══ Supplied material

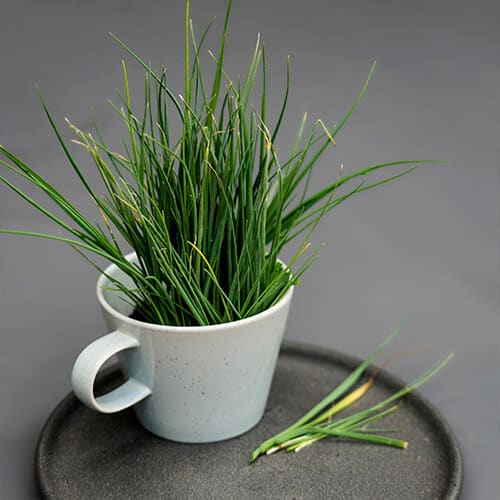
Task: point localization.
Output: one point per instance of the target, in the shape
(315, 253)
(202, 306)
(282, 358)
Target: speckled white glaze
(188, 384)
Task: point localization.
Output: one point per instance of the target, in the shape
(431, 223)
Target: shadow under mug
(192, 384)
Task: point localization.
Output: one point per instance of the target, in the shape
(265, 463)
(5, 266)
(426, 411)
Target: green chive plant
(208, 212)
(319, 422)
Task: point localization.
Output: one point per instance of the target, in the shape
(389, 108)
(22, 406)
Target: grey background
(423, 252)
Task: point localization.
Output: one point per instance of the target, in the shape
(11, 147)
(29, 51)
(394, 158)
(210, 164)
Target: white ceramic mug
(190, 384)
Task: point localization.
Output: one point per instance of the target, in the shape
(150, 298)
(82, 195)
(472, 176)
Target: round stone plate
(84, 454)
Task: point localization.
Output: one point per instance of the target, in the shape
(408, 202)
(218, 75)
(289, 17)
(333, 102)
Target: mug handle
(87, 366)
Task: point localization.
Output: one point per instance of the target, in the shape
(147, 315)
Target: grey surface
(423, 252)
(78, 445)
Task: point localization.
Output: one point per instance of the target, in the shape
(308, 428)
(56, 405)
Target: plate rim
(455, 479)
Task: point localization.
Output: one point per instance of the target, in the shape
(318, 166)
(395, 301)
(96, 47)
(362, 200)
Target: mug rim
(175, 328)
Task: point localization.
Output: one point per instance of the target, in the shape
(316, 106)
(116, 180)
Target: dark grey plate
(84, 454)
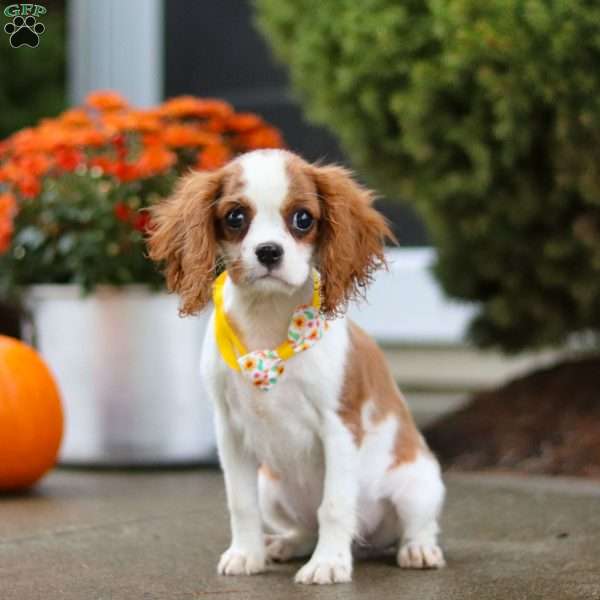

════

Work instructions:
Extract each line of the listing above that contains the string "plate", copying every such line in full.

Result of this task:
Target: round stone plate
Target: plate rim
Target: dark grey plate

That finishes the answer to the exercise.